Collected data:
== Segment start ==

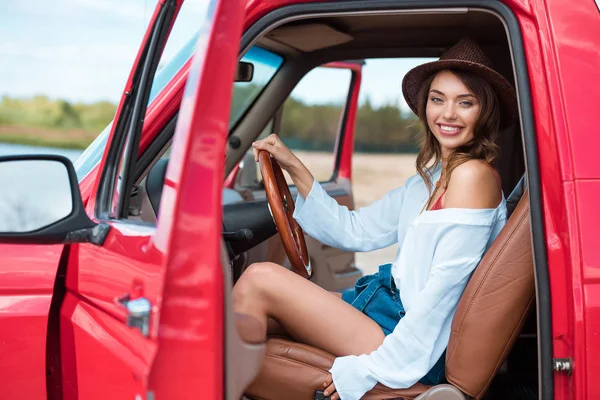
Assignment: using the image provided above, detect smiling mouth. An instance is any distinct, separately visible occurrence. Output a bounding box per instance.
[437,124,464,135]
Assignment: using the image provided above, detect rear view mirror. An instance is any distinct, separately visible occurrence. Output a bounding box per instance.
[235,61,254,82]
[0,155,101,244]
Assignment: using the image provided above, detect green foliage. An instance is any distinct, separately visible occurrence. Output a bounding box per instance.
[277,95,421,154]
[355,97,421,153]
[2,89,421,153]
[0,95,116,132]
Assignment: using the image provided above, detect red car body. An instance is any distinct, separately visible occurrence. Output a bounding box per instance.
[1,0,598,399]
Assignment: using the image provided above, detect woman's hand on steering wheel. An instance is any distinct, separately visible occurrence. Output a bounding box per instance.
[252,134,314,199]
[252,134,299,171]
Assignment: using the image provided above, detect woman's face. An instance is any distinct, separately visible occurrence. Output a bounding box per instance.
[426,70,481,158]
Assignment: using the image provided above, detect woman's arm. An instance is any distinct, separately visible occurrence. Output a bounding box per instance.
[252,134,407,252]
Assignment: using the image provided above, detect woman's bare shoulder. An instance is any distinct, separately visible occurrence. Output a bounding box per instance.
[444,160,501,209]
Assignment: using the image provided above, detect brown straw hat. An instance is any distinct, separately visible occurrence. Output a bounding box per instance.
[402,37,518,127]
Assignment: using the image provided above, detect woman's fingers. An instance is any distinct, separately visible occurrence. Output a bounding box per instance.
[252,134,295,169]
[323,374,337,399]
[252,140,269,162]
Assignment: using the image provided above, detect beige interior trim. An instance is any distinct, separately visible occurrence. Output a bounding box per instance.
[257,36,301,57]
[241,7,469,55]
[266,23,353,51]
[222,241,266,400]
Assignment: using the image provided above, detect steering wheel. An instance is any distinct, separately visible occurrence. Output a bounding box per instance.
[257,150,311,279]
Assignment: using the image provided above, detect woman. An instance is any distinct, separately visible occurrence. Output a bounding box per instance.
[233,38,517,400]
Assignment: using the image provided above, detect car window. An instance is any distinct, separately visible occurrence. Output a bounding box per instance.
[74,0,207,181]
[74,43,283,182]
[235,65,353,188]
[279,66,353,183]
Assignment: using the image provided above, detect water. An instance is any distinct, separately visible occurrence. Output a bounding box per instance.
[0,143,83,160]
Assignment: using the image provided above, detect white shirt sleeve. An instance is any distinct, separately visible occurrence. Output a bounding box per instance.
[328,213,496,400]
[292,178,410,252]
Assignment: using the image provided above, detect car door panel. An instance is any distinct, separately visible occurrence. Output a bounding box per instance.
[0,238,65,397]
[65,224,161,321]
[60,293,156,399]
[61,204,166,398]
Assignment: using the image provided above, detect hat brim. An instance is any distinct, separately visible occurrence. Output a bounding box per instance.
[402,59,518,128]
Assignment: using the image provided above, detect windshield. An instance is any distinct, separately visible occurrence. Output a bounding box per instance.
[75,37,283,181]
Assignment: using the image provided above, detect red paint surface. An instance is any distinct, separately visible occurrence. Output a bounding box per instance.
[147,0,245,397]
[0,0,599,398]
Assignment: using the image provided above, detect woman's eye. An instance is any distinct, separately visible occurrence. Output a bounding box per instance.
[460,101,473,107]
[430,97,443,103]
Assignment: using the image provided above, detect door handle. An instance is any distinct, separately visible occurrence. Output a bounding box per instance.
[119,296,151,337]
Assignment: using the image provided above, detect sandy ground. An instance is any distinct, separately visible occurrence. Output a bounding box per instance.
[295,151,417,275]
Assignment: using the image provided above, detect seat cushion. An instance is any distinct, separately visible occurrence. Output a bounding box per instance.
[246,338,431,400]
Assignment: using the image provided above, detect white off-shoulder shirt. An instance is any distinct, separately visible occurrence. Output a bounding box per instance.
[292,165,507,400]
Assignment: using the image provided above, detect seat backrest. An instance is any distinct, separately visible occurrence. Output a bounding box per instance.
[445,188,535,399]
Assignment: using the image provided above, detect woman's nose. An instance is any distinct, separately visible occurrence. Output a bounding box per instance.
[442,103,457,120]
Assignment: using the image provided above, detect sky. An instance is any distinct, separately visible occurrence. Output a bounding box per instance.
[0,0,434,111]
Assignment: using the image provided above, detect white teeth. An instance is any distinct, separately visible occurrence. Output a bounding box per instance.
[439,125,461,132]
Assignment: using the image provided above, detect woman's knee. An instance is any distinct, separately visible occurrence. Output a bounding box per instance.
[233,262,282,302]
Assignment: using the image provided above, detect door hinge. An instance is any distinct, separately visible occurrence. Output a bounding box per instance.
[553,358,573,375]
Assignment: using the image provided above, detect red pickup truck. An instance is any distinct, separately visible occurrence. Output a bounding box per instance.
[0,0,598,399]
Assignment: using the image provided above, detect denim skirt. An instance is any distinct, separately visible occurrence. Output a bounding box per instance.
[341,263,446,386]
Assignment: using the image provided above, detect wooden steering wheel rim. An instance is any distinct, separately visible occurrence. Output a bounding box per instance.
[257,151,311,278]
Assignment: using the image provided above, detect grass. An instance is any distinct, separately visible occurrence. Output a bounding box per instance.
[0,133,92,150]
[0,125,97,150]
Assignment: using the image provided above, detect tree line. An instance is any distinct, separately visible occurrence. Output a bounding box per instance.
[280,96,421,153]
[0,95,116,133]
[1,91,422,153]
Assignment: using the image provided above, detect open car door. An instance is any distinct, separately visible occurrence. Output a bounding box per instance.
[57,0,245,398]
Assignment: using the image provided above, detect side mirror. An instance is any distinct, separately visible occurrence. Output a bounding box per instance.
[235,61,254,82]
[0,155,106,245]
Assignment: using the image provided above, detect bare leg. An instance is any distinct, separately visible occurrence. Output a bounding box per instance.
[267,291,342,336]
[233,262,385,357]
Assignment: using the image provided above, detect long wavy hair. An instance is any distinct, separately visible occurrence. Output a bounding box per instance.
[415,69,501,196]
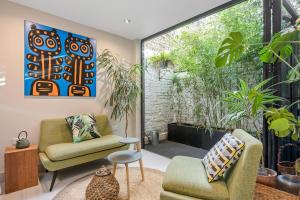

== Segment end ==

- WHAT IS BEING ASKED -
Go through the entries above and print each one exactly, minus the pictures.

- EXERCISE OUTPUT -
Assignment: using the image provided above, detect smiling mouth. An instance is any distinct, separately visible occurrence. Output a bounding box per instance.
[437,124,464,135]
Assignment: using the image provided above, detect rear view mirror. An instance is any distinct, separately visible occurrence. Output a bounding box per instance.
[235,61,254,82]
[0,155,101,244]
Assignment: using the image provided above, detect green foliage. An instance is any distinct, separately visible occurrence. Output a bounding box per instance.
[277,95,421,154]
[355,97,421,153]
[2,89,421,153]
[0,95,116,132]
Assignment: using the image provided above, detect red car body. An instance is any distinct, separately visible occurrence. Output a bounding box per instance.
[1,0,598,399]
Assignment: using the image provided above, detect woman's hand on steering wheel. An instance is any distinct, separately visible occurrence. Output a bounding box per instance.
[252,134,314,199]
[252,134,299,171]
Assignment: using the image provided above, detect woman's face. An instance is any distinct, separately visible occurrence. Output a bounding box per instance.
[426,70,481,158]
Assignment: using the image provided above, detect woman's arm. An instance is any distinct, separately visible occurrence. Output a bounding box per instance.
[252,134,407,252]
Assignment: using the image provided above, detect woman's bare shoulder. An instance is any distinct, separately visible occurrence. Output a bounding box per instance.
[444,160,501,209]
Assignment: using the image provided above, detect brown straw hat. An instance is any distinct, separately visible occurrence. Output a bounding box per instance.
[402,37,518,127]
Assignment: using the image provided above, detect woman's fingers. An instance is any distinct, separately visible occurrence. Output a bounding box per instance.
[252,134,295,169]
[323,374,337,399]
[252,140,269,162]
Assignment: using the image provided above, detect beige interior trim. An instance is any distinct, separately visible occurrence. Output a bounding box per instance.
[257,36,301,57]
[241,7,469,55]
[266,23,353,51]
[222,241,266,400]
Assignment: using the image provided above, detect steering wheel. An instance is any distinct, separately visible occurrence. Output a bounding box per instance.
[257,150,311,279]
Assignment: using the image provided above, detect woman. An instance is any distinct, separately visible occurrence. Output a bounding box per instance.
[233,38,517,400]
Assignment: using the image provided above, detect car window. An instance is any distinct, separately visible occurrence. Output a bounding box per instance.
[74,0,207,181]
[74,43,283,182]
[235,65,353,188]
[279,66,353,183]
Assignment: using the image provided above, detect water. An instance is any distinct, separately visible occurrence. Output a bounding box per instance.
[0,143,83,160]
Assignment: using the image provided above, detect white shirt sleeve. An instance is any distinct, separately visible occurrence. Output a bounding box per instance.
[328,213,496,400]
[292,178,410,252]
Assignment: using the image provided above, detect car door panel. An instance is any distinct, separately visible occurrence. Output a bounding box per instance.
[0,238,65,397]
[65,224,161,321]
[60,293,156,399]
[61,204,166,398]
Assignment: using the image provided above, detect hat brim. An instance is any distinct, separately visible occurrence. Output a bounding box per instance.
[402,59,518,128]
Assignment: using the image provided above, detect windshield. An instance is any distinct, separately visible occurrence. Output a bounding box per instance.
[75,37,283,181]
Assignment: using the image provided above, detect red paint surface. An instance is any distinct, separately visible occurrence. Output a bounding box per instance.
[147,0,245,397]
[0,0,599,398]
Assignment: using the image provided above, detect woman's eye. An instance is any distinct, separately visible occurrence. Output a bounding box per instance.
[460,101,473,107]
[430,97,443,103]
Assignment: using the image provided above, detect door handle. An instance is any distinct, separately visible occurrence. Output a bounding box per instance.
[119,296,151,337]
Assignment: using the image provided above, detect sandy ground. An instance is any distinct, separately visible occurrence. Output a bounding box per instance.
[295,151,417,275]
Assignment: using the image provided above, detect seat cushion. An instance is any distinct, separately visible occurrence. Output a bounding box per instance.
[246,338,431,400]
Assignment: using the image provided above, detect white off-shoulder shirt. An instance is any distinct, separately visible occurrence. Output a bounding box per instance.
[292,165,507,400]
Assignment: using the image provided above, detect seat backrest. An instance is any distinct, separately visible occurrence. Output a bounding box per instance.
[445,188,535,399]
Assignment: using the image provided above, detect woman's nose. An instance is any distinct, separately visible occurrence. Output a bounding box per instance.
[442,103,457,120]
Assignment: using the image provided above, detect sky. An instance is any distinct, separately visible occurrence. Output a bounding box per instance.
[0,0,434,111]
Assignment: using the image provided above, detect white teeth. An instance is any distinct, separately visible occurrence. Output a bounding box per instance.
[439,125,461,132]
Assignment: using the image provided above, detect woman's knee. An instance is any distinct, separately visible occurrence. Output a bounding box per instance.
[233,262,282,302]
Assignment: using the image provided above, detect door hinge. An instance is any distinct, separately visible occurrence. Output a bounding box per instance.
[553,358,573,375]
Assignment: using the image provided above, detect red pickup truck. An instance is any distinct, separately visible occurrence. Output a bounding box per instance.
[0,0,598,399]
Assignment: using the image provided above, detect denim skirt. An instance is any distinct, separately visible occurrence. Output a bounding box per instance.
[341,263,446,386]
Assignment: using the image provided above, detect wooden steering wheel rim. An instance is any distinct, separately visible occurrence. Output a bounding box per instance.
[257,151,311,278]
Assignment: using the image provided above, detect grass. An instance is any distinct, separately visible occurrence. Output a bounding box per instance.
[0,133,92,150]
[0,125,97,150]
Assignment: using the image provided above, detect tree line. An instance is any distinct, separately visible occurrence. Output a bounding box per instance.
[280,96,421,153]
[0,95,116,133]
[1,91,422,153]
Assignment: using the image provided above, detect open car door. An instance is any distinct, separately visible occurrence. Output a bounding box per instance.
[57,0,245,398]
Assignment: using the image provided above, detect side mirror. An instance is any distinct, separately visible occurrence. Output a bounding box per instance.
[235,61,254,82]
[0,155,106,245]
Assignment: using the image provided above, detect bare leg. An instance is any distinct, separately visible occurrence. Output a bounding box per instance.
[267,291,342,336]
[233,262,385,357]
Assignment: using the image provided above, detect long wavy hair. An instance is any distinct, separately visible occurrence. Output a bounding box per instance.
[415,69,501,196]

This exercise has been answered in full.